Outspoken Singer Detained Over Explosion Remarks

AP reports that Wu Hongfei, singer for the Beijing-based rock outfit Happy Avenue (幸福大街)has been detained for comments that she posted on her Weibo account:

Police have detained an activist singer who wrote that she wanted to blow up a government agency seen as inept, a friend said Wednesday. The singer’s supporters said she would never have carried out the threat and is being targeted for her critical views.

Wu Hongfei was detained Monday by Beijing police on the charge of “causing trouble,” likely because of a post on her microblog, said Hu Jia, an activist who is friends with Wu.

[…]Last weekend, Wu wrote on her microblog that she would like to blow up government housing commission offices. In the post since removed by censors, Wu berated those who work for the agency.

She did not explain the reason for her post, but in an era when many young Chinese adults are complaining about difficulty buying homes, such agencies are widely perceived as being ineffective in ensuring the supply of affordable homes. [Source]

Wu’s Weibo post came as part of the wave of online support expressed for Ji Zhongxing, the 33-year-old man who detonated a homemade explosive at the Beijing airport last weekend, apparently in a desperate act of protest to win compensation for police brutality that left him paralyzed and wheelchair-bound. As the AP report cites friend and activist Hu Jia mentioning that Wu has been “singled out… partly because she has been outspoken on social ills in the past,” Radio Free Asia’s coverage of Wu’s detention quotes Human Rights Watch on Wu’s past bluntness:

[…T]he New York-based Human Rights Watch (HRW) said Wu’s detention is probably politically motivated after her previous criticisms of the ruling Chinese Communist Party.

....

▶ [Work request 1]: Rewrite the report on Wu Hongfei's detention, starting at "Wu Hongfei was" and ending at "for the agency.", with "microblog" renamed "Weibo page" everywhere it occurs.
▶ [Work request 2]: Carry the report on Wu Hongfei's detention forward, beginning right after its final sentence.
The rows play no part in this work.

(Data entries)
....

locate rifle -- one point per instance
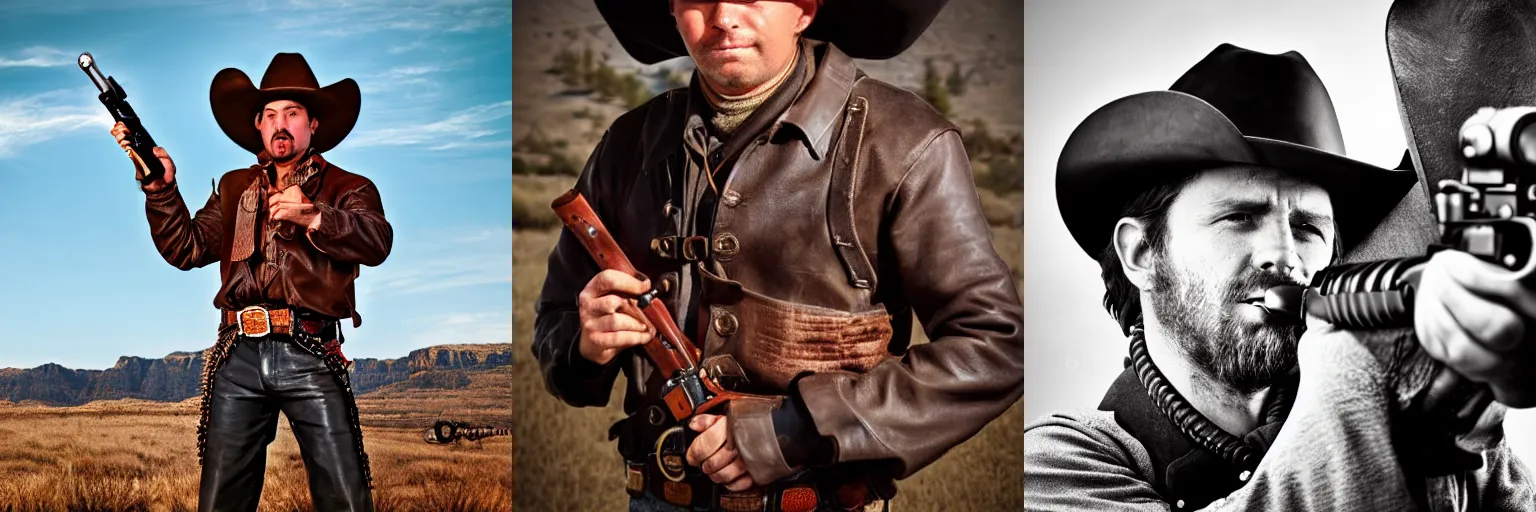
(691, 386)
(142, 146)
(1489, 212)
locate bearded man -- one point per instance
(1229, 183)
(289, 234)
(793, 214)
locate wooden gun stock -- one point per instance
(693, 386)
(668, 349)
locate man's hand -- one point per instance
(1473, 315)
(604, 329)
(292, 206)
(120, 132)
(715, 452)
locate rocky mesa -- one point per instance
(175, 377)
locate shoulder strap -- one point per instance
(840, 192)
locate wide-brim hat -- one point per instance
(873, 29)
(235, 102)
(1450, 59)
(1234, 108)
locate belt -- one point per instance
(793, 495)
(258, 322)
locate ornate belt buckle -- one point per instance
(255, 322)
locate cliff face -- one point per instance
(175, 377)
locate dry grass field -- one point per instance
(142, 455)
(566, 462)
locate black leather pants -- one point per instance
(261, 377)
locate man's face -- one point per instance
(286, 129)
(741, 45)
(1231, 236)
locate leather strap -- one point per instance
(840, 196)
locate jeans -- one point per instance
(261, 377)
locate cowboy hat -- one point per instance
(1449, 59)
(237, 102)
(860, 28)
(1232, 108)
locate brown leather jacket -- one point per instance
(315, 271)
(788, 291)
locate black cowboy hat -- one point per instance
(237, 100)
(1449, 59)
(859, 28)
(1235, 106)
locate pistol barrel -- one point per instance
(88, 65)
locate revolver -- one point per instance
(142, 146)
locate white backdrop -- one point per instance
(1082, 54)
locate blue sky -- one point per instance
(80, 280)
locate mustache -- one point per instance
(734, 40)
(1240, 288)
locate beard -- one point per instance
(1198, 319)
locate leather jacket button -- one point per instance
(724, 323)
(725, 246)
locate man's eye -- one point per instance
(1238, 219)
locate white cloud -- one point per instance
(36, 119)
(463, 260)
(466, 328)
(341, 17)
(458, 129)
(413, 77)
(406, 48)
(39, 57)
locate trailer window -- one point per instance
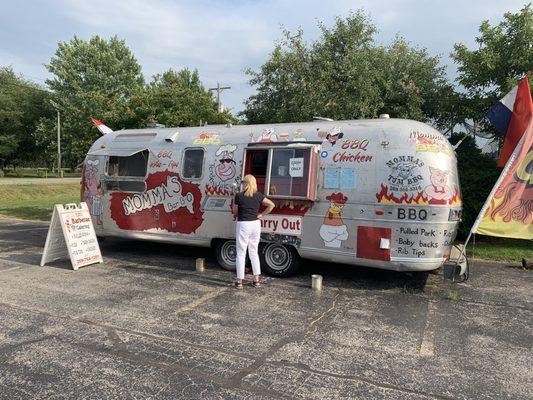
(289, 175)
(134, 165)
(193, 163)
(127, 173)
(288, 172)
(256, 164)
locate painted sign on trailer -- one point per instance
(379, 193)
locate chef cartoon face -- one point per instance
(333, 230)
(225, 168)
(334, 135)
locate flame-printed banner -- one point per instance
(508, 211)
(421, 198)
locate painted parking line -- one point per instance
(14, 229)
(9, 269)
(201, 300)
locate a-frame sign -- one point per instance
(71, 234)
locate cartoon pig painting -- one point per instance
(438, 192)
(333, 230)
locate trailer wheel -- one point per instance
(226, 252)
(279, 260)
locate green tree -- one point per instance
(343, 75)
(478, 174)
(177, 99)
(503, 56)
(22, 103)
(90, 78)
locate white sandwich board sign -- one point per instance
(71, 234)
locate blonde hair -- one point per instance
(249, 185)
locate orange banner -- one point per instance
(508, 211)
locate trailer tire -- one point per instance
(226, 252)
(279, 260)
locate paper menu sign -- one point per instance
(296, 167)
(71, 234)
(331, 179)
(348, 180)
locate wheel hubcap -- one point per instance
(229, 252)
(277, 257)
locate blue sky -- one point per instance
(222, 38)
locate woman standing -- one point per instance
(246, 207)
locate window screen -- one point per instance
(193, 162)
(134, 165)
(289, 175)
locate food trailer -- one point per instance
(380, 193)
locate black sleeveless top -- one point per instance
(248, 207)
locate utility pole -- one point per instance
(219, 90)
(58, 145)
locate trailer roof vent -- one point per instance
(154, 125)
(134, 137)
(172, 136)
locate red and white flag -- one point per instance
(511, 116)
(101, 127)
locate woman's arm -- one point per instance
(269, 205)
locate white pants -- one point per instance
(248, 235)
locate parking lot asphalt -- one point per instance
(144, 325)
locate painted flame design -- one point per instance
(384, 197)
(216, 191)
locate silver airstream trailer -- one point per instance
(380, 193)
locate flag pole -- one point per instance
(503, 174)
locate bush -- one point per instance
(478, 174)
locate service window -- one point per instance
(287, 172)
(127, 173)
(256, 164)
(134, 165)
(193, 163)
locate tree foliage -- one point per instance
(344, 75)
(102, 78)
(503, 56)
(91, 78)
(177, 99)
(22, 103)
(478, 173)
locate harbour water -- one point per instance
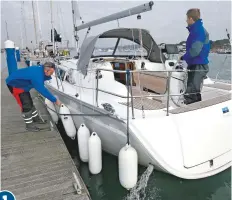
(160, 186)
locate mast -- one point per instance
(25, 30)
(7, 34)
(53, 32)
(75, 16)
(38, 17)
(132, 11)
(21, 34)
(33, 9)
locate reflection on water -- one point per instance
(161, 186)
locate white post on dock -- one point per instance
(10, 56)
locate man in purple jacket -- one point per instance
(196, 56)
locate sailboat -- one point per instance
(139, 98)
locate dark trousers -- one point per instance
(23, 98)
(194, 83)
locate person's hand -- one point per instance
(58, 103)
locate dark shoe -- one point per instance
(39, 120)
(32, 127)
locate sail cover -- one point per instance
(87, 48)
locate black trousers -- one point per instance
(23, 99)
(194, 83)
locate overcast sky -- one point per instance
(166, 22)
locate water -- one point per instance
(160, 186)
(139, 191)
(155, 186)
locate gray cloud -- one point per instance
(166, 22)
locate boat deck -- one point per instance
(35, 165)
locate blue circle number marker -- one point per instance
(7, 195)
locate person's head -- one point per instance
(193, 15)
(49, 68)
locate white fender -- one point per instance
(95, 154)
(51, 109)
(67, 121)
(128, 166)
(83, 135)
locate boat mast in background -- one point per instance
(76, 15)
(7, 34)
(23, 19)
(33, 9)
(39, 24)
(53, 32)
(126, 13)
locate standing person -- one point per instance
(196, 56)
(21, 81)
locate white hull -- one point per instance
(157, 140)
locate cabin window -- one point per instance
(60, 74)
(127, 47)
(104, 46)
(69, 77)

....

▶ [Response 1]:
Wu Hongfei was detained Monday by Beijing police on the charge of “causing trouble,” likely because of a post on her Weibo page, said Hu Jia, an activist who is friends with Wu.

[…]Last weekend, Wu wrote on her Weibo page that she would like to blow up government housing commission offices. In the post since removed by censors, Wu berated those who work for the agency.

▶ [Response 2]:
“The Chinese government has frequently used criminal charges to punish and intimidate individuals for expressing opinions critical of the government,” HRW researcher Maya Wong told the Associated Press.

“Wu has been very outspoken in the past, and it is hard not to suspect that her criminal detention is the result of political retribution.” [Source]

After a man was arrested earlier this week for stabbing family planning officials in Guangxi province, a Chinese academic told the Global Times that some recent acts of violence reflect “the twisted relationship between the public and certain government officials.”